___ ITEMS ___
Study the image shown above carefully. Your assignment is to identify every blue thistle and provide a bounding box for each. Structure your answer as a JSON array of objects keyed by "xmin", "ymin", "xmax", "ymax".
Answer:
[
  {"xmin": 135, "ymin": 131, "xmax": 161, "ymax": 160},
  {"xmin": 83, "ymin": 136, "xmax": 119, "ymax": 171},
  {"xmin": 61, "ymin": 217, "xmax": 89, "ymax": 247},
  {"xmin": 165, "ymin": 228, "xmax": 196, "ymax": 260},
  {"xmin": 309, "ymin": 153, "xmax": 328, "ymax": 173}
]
___
| WHAT TO PRODUCE |
Put every line of the data above into a numbered list, one line per entry, and leave out blank lines.

| TASK RESPONSE |
1. Study the image shown above carefully. Your assignment is to identify every blue thistle and provide a bounding box for each. Structure your answer as a JSON array of objects keyed by "xmin", "ymin", "xmax", "ymax".
2. Answer:
3. [
4.   {"xmin": 135, "ymin": 131, "xmax": 161, "ymax": 160},
5.   {"xmin": 83, "ymin": 136, "xmax": 119, "ymax": 171},
6.   {"xmin": 61, "ymin": 217, "xmax": 89, "ymax": 247},
7.   {"xmin": 165, "ymin": 228, "xmax": 196, "ymax": 260},
8.   {"xmin": 309, "ymin": 153, "xmax": 328, "ymax": 173}
9. ]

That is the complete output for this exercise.